_PROBLEM DETAILS_.
Begin at the line containing "Where can you see the palm" and reproduce every line through the end of the entries below. Nothing else should appear.

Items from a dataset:
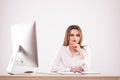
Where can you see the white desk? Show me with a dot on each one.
(58, 77)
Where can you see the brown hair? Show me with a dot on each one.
(67, 35)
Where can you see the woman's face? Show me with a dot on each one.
(74, 37)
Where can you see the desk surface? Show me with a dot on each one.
(46, 76)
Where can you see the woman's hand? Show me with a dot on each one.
(79, 50)
(78, 69)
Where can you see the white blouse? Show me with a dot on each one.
(65, 61)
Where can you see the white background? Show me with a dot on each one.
(99, 20)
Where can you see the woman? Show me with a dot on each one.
(72, 57)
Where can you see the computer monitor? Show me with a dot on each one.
(24, 46)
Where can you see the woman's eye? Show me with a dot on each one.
(77, 35)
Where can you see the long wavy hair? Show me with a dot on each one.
(67, 35)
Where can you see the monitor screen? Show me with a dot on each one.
(24, 48)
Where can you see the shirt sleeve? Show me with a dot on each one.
(85, 63)
(57, 66)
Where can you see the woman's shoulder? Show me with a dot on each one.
(86, 47)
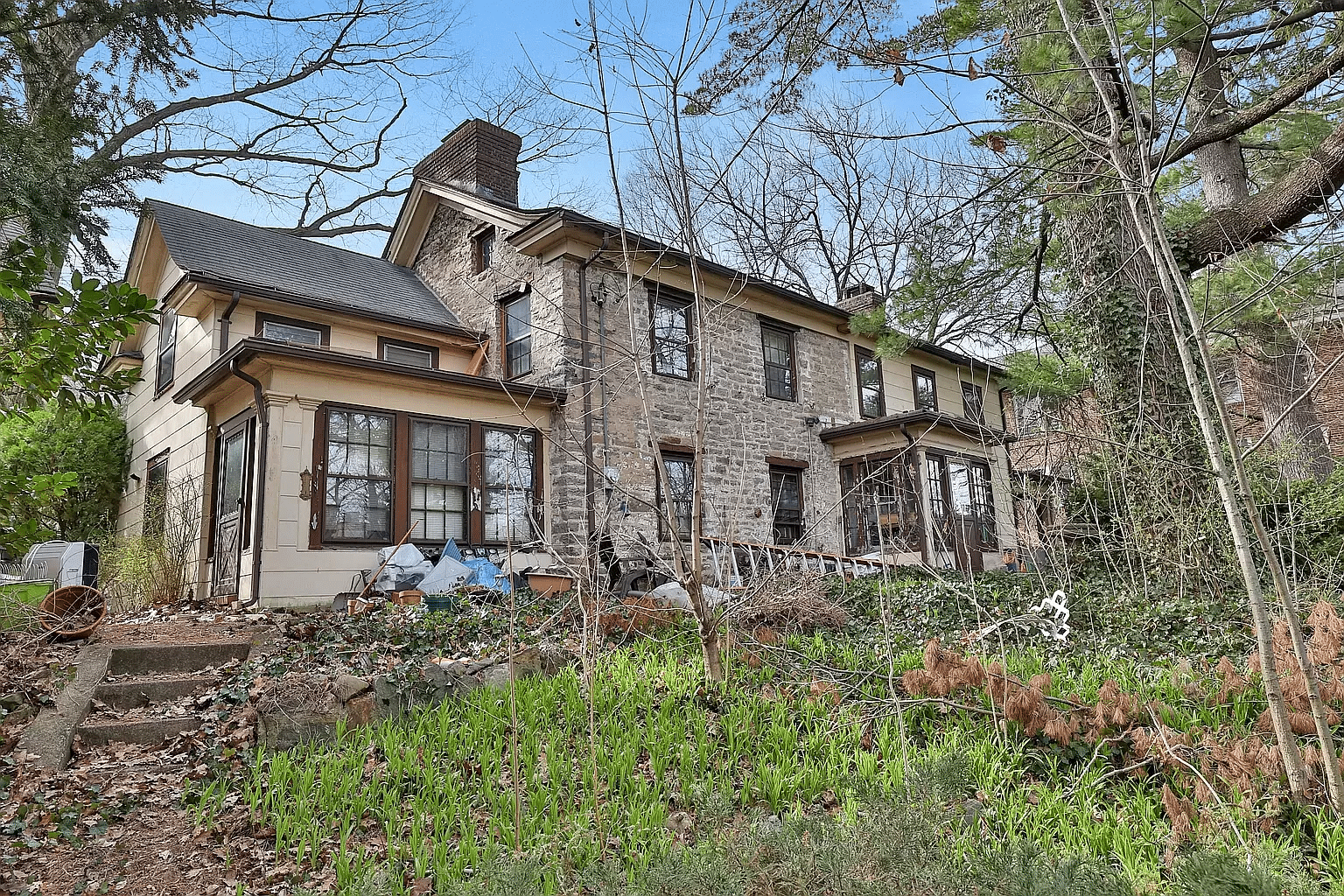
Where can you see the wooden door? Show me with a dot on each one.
(231, 494)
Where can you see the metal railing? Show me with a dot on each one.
(735, 564)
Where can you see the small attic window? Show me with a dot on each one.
(483, 248)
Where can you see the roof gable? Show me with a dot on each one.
(243, 256)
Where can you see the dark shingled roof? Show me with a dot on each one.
(230, 251)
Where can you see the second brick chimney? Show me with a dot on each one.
(478, 156)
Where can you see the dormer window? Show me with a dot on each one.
(286, 329)
(483, 248)
(409, 354)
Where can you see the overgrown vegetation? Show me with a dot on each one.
(60, 474)
(819, 766)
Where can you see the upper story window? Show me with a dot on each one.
(780, 369)
(359, 477)
(925, 388)
(167, 351)
(973, 402)
(518, 336)
(671, 333)
(483, 250)
(288, 329)
(409, 354)
(869, 374)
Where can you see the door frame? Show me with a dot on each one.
(245, 424)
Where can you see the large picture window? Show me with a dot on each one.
(671, 332)
(780, 371)
(359, 477)
(880, 504)
(388, 471)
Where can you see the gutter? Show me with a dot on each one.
(258, 481)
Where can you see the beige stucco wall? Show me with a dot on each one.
(292, 572)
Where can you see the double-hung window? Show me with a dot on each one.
(167, 351)
(518, 336)
(508, 472)
(973, 402)
(787, 502)
(359, 477)
(676, 494)
(869, 374)
(483, 250)
(156, 496)
(388, 472)
(672, 331)
(925, 388)
(408, 354)
(780, 369)
(438, 480)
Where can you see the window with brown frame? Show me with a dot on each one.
(292, 329)
(386, 471)
(925, 388)
(869, 374)
(518, 336)
(671, 331)
(787, 504)
(409, 354)
(156, 496)
(359, 477)
(960, 488)
(780, 371)
(676, 496)
(164, 368)
(880, 504)
(973, 402)
(483, 250)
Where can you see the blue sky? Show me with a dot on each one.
(503, 35)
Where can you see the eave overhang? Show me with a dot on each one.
(256, 348)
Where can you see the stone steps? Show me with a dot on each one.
(142, 731)
(148, 675)
(159, 659)
(144, 690)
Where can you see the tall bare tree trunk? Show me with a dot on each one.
(1278, 363)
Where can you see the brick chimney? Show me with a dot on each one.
(478, 156)
(859, 298)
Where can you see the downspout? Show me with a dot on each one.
(586, 336)
(258, 481)
(920, 496)
(226, 320)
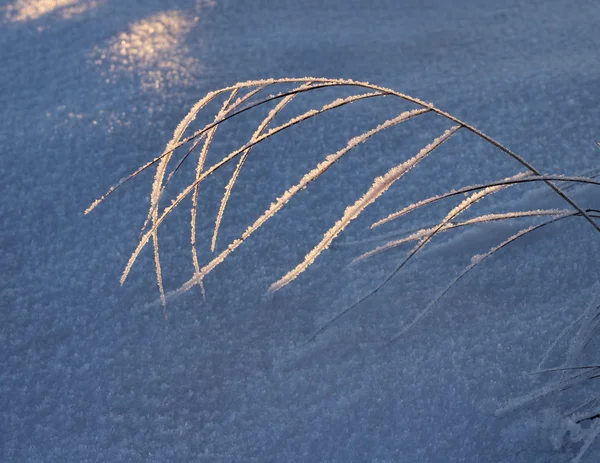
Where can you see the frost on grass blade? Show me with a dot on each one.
(421, 233)
(308, 178)
(380, 185)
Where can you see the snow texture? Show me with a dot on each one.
(92, 371)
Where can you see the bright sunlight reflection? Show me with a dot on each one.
(28, 10)
(153, 49)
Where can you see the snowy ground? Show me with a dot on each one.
(89, 371)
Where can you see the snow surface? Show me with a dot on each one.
(90, 371)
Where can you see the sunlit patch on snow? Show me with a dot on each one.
(152, 49)
(29, 10)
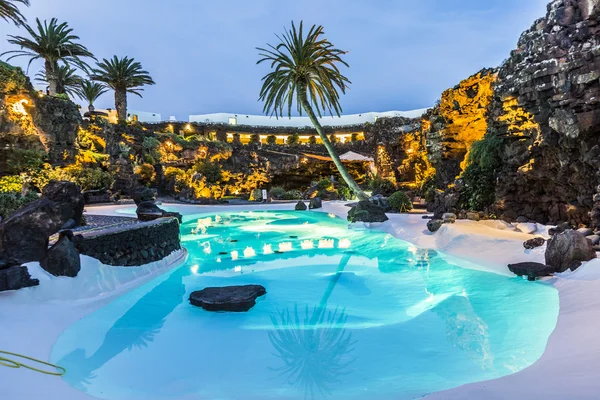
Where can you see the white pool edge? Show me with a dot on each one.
(565, 370)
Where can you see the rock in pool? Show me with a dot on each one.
(227, 298)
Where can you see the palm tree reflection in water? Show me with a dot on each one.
(315, 350)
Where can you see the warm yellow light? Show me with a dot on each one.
(18, 107)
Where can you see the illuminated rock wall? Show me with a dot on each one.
(547, 109)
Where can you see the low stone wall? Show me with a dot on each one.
(132, 245)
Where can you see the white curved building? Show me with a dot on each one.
(297, 122)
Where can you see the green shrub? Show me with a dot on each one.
(382, 186)
(277, 192)
(11, 183)
(293, 194)
(146, 173)
(400, 201)
(325, 184)
(12, 201)
(256, 195)
(211, 171)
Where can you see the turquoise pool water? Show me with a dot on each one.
(349, 314)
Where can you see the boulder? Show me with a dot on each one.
(449, 218)
(300, 206)
(434, 225)
(63, 257)
(228, 298)
(66, 192)
(144, 194)
(568, 248)
(315, 202)
(534, 243)
(365, 211)
(531, 270)
(148, 211)
(24, 235)
(16, 277)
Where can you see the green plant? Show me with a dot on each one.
(400, 201)
(325, 184)
(146, 173)
(256, 195)
(13, 80)
(305, 70)
(123, 75)
(382, 186)
(11, 183)
(52, 42)
(12, 201)
(277, 192)
(293, 194)
(10, 12)
(211, 171)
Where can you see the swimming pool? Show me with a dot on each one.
(349, 314)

_ANSWER AREA_.
Where can you see the palm tree reflection in water? Show me with a dot on each one.
(315, 350)
Where can you see the warm yellow light? Show me with a dot on each one.
(18, 107)
Where can you see the illuminated rock wall? Show me with a dot on each one.
(547, 109)
Where can you see the low stone wall? Show me with a dot on each one.
(132, 245)
Where can you see the white curved building? Show me with a dot on each one.
(297, 122)
Where can you see the green shrub? Show me with a dot on each one.
(382, 186)
(277, 192)
(11, 183)
(293, 194)
(146, 173)
(400, 201)
(325, 184)
(12, 201)
(256, 195)
(211, 171)
Where can you see the turquoise pool water? Show me with a dot on each one.
(349, 314)
Where can you see the boulder? Show me with a dot on each one.
(449, 218)
(300, 206)
(434, 225)
(63, 257)
(228, 298)
(66, 192)
(144, 194)
(568, 248)
(315, 202)
(534, 243)
(365, 211)
(531, 270)
(148, 211)
(24, 235)
(16, 277)
Where can you see the green plant? Show me with a dot on each one.
(400, 201)
(325, 184)
(146, 173)
(256, 195)
(13, 80)
(305, 70)
(123, 75)
(382, 186)
(11, 183)
(52, 42)
(12, 201)
(277, 192)
(293, 194)
(10, 12)
(211, 171)
Where can you see the swimming pool? Show me with a dot on each one.
(349, 314)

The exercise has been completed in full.